— EXERCISE TASK —
Extract each line of the data and write it out again exactly.
-------
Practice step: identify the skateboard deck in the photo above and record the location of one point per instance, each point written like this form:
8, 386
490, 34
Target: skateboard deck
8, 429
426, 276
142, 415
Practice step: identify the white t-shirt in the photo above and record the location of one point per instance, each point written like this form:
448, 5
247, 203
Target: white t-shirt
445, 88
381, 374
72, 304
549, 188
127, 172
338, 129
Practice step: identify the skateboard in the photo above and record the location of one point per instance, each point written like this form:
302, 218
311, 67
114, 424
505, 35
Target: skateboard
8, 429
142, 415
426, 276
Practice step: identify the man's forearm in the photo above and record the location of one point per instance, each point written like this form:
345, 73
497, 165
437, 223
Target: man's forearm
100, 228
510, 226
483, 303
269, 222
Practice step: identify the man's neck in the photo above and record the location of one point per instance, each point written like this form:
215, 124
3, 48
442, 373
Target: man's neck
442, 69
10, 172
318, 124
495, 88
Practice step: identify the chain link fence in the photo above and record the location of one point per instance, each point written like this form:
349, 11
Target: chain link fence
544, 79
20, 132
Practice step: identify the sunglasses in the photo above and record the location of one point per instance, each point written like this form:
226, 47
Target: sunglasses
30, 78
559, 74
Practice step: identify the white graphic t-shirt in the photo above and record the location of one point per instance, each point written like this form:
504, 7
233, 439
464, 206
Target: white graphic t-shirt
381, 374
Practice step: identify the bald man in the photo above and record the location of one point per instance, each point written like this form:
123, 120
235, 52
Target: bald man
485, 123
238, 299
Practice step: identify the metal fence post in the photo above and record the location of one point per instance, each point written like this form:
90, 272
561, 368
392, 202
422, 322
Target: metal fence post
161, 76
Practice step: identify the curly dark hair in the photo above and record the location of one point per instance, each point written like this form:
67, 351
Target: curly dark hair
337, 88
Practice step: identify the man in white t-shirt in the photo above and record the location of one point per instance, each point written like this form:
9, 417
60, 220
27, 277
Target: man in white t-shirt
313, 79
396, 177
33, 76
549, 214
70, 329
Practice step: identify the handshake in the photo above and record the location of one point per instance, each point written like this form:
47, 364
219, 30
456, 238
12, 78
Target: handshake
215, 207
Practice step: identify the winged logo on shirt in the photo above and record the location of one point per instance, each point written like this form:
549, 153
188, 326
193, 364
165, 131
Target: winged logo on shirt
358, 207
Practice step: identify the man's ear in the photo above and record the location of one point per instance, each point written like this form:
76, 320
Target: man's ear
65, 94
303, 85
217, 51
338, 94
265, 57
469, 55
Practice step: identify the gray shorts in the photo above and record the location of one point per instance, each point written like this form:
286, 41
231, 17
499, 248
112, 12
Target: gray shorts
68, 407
-------
— ANSWER FOR THE TASK —
Practice step: identify the skateboard deck in the photo above and record the location of one point per instance, each point written like this form:
8, 386
490, 34
Target: skateboard deck
8, 429
426, 276
142, 415
Practice step: identify the white t-shirt in the photo above and record the location of one point per instance, each point written like this form:
448, 5
247, 203
Target: white t-shirt
445, 88
381, 374
72, 304
549, 188
127, 172
338, 129
Practice step: identify the skateboard in the photo above and record the location of one point per instance, each point written like this form:
302, 218
311, 67
114, 424
505, 35
Target: skateboard
8, 429
142, 415
426, 276
Practice step: identify the man's forearm in the photo above and record the location of one point per instance, each point written like this form:
345, 73
497, 165
437, 223
Target: man's forearm
100, 228
510, 226
483, 303
269, 222
Practice step: identify the man's neck in the photo above and record the location of one point per instance, each point written like this form:
215, 124
3, 48
442, 373
Target: man's neck
442, 69
10, 172
318, 124
495, 88
Practice step: identify the chain link fence in the photo above and record the location of one point per instance, each point written like this form:
349, 11
Target: chain link fence
544, 79
20, 132
Practice step: identify the sunglasses in the photo above and record the location of one point per instance, each point written like this form:
226, 47
Target: sunglasses
30, 78
559, 74
Practice step: identify the white graphic t-shirt in the photo above and record the location of one point per instance, each point written like this form:
504, 7
233, 439
464, 206
Target: white graphic t-shirt
381, 374
Practice step: identify the bald man in the photo above and record the location of one point per instance, each point written like this form:
123, 120
235, 52
Target: bald man
485, 123
238, 299
Practice step: identify the metal fence post in the photo above and record the location of one point per instance, each point written like this form:
90, 272
561, 368
392, 202
422, 322
Target: metal fence post
161, 76
Practice step: identify the curly dark hair in the photo above and record the location of one point per instance, each point written like this form:
67, 351
Target: curly dark hair
337, 88
Practice step: identify the man in white t-shirt in the photo above and record the location of one point per instance, each point written like this form:
9, 417
60, 220
27, 277
Target: man in white t-shirt
313, 79
396, 177
33, 76
549, 214
70, 329
Practice step: identify the handshake in the photo above and record the location of one point per instance, each point written like this form:
47, 364
219, 30
456, 238
12, 78
Target: handshake
215, 207
Practice step: identify the winged logo on shirt in the photo above and record the location of one point per instance, each point written like this form:
549, 153
188, 326
193, 364
165, 131
Target: winged logo on shirt
358, 207
Practice step: identify the man's ear in the photo above and record the location of one point per instance, each point written like this form:
76, 320
Target: man's ear
65, 94
303, 85
217, 51
338, 94
265, 57
469, 55
Practice step: identify the gray shorts in the photo above and record the location of one point per instance, each point written like this form:
286, 41
231, 17
499, 248
112, 12
Target: gray shorts
68, 407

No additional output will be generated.